### Selected extract
Xcel argues that this well-established procedure does not apply here, and claims that Section 7 of the Franchise Agreement created a another type of vacation procedure, different from that prescribed in city ordinances and in the past century of case law. Xcel argues that it bargained for reimbursement rights, and this bargain is embodied in Section 7. In support, Xcel notes a semantic distinction between "vacation" as used in Section 7, and as used in Minneapolis Ordinance § 429.110. This ordinance was adopted after the Franchise Agreement, and provides:

A right-of-way user shall promptly and at its own expense, with due regard for seasonal working conditions, permanently remove and relocate its facilities in the right-of-way when it is necessary to prevent interference, and not merely for convenience of the city, in connection with:
(1) A present or future city use of the right-of-way for public project;

(2) The public health or safety; or

(3) The safety and convenience of travel over the right-of-way.

### Instructions
1. In the excerpt on Xcel's franchise dispute, was Minneapolis Ordinance § 429.110 adopted before or after the Franchise Agreement?
2. Please extend the excerpt on Xcel's franchise dispute with a few sentences that pick up after its final line.
The listing after this point comes from a separate source.

### Recorded data

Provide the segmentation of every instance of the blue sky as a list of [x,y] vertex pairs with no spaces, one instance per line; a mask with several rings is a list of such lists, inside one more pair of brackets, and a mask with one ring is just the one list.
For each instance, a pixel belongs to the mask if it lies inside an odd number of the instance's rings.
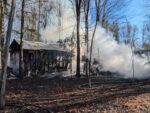
[[131,24],[137,25],[139,29],[142,28],[145,21],[145,14],[147,9],[145,7],[145,0],[132,0],[127,7],[126,17]]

### Solved tasks
1. After the Franchise Agreement.

2.
Notwithstanding the foregoing, a right-of-way user is not required to remove or relocate its facilities from a right-of-way that has been vacated in favor of a nongovernmental entity unless and until the reasonable costs to do so are first paid to the right-of-way user.

17 Minneapolis, MN, Code § 429.110 (emphasis added).

LRT is clearly a city use, is arguably for the public health or safety, and is designed for the convenience of travel. Therefore, the plain text of § 429.110 would require that Xcel pay its own relocation costs. Xcel, however, argues that the ordinance does not apply to its situation. Xcel instead contends that that because Section 7 of the Franchise Agreement does not refer to vacation "in favor of a nongovernmental entity," but merely to "vacation of any public way," it must imply a broader meaning of "vacation," which includes vacation in favor of government projects like LRT. Xcel argues that this new form of vacation "under the totality of the circumstances" does not require the formalities called for in the Minneapolis City Charter or other ordinances. Rather, such vacation would take effect even though the City never gave up permanent control of Fifth Street.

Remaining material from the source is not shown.